## Task
Exactly as given, repeat all of the entries.

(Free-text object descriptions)
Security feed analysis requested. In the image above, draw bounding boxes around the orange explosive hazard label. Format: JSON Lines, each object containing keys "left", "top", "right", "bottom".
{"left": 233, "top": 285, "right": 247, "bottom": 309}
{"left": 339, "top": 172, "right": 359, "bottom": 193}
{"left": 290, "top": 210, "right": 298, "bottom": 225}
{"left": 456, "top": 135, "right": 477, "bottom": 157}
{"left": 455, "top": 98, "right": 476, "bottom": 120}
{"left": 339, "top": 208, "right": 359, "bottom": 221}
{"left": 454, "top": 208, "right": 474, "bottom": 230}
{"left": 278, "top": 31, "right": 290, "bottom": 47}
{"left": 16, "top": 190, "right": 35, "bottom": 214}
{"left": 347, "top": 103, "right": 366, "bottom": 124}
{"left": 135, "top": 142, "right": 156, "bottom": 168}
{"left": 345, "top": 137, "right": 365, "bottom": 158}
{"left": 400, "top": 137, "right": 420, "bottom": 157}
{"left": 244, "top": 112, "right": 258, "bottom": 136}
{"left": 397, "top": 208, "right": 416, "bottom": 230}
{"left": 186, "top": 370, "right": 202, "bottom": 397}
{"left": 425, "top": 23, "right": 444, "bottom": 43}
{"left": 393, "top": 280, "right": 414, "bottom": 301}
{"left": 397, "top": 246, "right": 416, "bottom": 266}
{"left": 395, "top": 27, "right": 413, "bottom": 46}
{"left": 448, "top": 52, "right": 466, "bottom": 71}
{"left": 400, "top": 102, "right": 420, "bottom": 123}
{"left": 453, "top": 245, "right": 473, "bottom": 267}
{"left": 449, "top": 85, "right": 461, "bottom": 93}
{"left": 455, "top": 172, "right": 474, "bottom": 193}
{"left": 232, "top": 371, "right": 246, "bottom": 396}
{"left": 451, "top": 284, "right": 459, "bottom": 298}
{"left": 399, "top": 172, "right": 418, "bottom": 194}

## Answer
Security feed analysis requested. In the image above, draw bounding boxes around the orange explosive hazard label. Format: JSON Lines, each object containing keys "left", "top", "right", "bottom".
{"left": 233, "top": 285, "right": 247, "bottom": 309}
{"left": 339, "top": 172, "right": 359, "bottom": 193}
{"left": 290, "top": 210, "right": 298, "bottom": 225}
{"left": 456, "top": 135, "right": 477, "bottom": 157}
{"left": 455, "top": 98, "right": 476, "bottom": 120}
{"left": 339, "top": 208, "right": 359, "bottom": 221}
{"left": 454, "top": 208, "right": 474, "bottom": 230}
{"left": 278, "top": 31, "right": 290, "bottom": 47}
{"left": 16, "top": 190, "right": 35, "bottom": 214}
{"left": 347, "top": 103, "right": 366, "bottom": 124}
{"left": 135, "top": 142, "right": 156, "bottom": 168}
{"left": 345, "top": 137, "right": 365, "bottom": 158}
{"left": 400, "top": 137, "right": 420, "bottom": 157}
{"left": 244, "top": 112, "right": 258, "bottom": 136}
{"left": 397, "top": 208, "right": 416, "bottom": 230}
{"left": 186, "top": 370, "right": 202, "bottom": 397}
{"left": 425, "top": 23, "right": 444, "bottom": 43}
{"left": 393, "top": 280, "right": 414, "bottom": 301}
{"left": 397, "top": 246, "right": 416, "bottom": 266}
{"left": 395, "top": 27, "right": 413, "bottom": 46}
{"left": 448, "top": 52, "right": 466, "bottom": 71}
{"left": 400, "top": 102, "right": 420, "bottom": 123}
{"left": 453, "top": 245, "right": 473, "bottom": 267}
{"left": 449, "top": 85, "right": 461, "bottom": 93}
{"left": 455, "top": 172, "right": 474, "bottom": 193}
{"left": 232, "top": 371, "right": 246, "bottom": 396}
{"left": 451, "top": 284, "right": 459, "bottom": 298}
{"left": 399, "top": 172, "right": 418, "bottom": 194}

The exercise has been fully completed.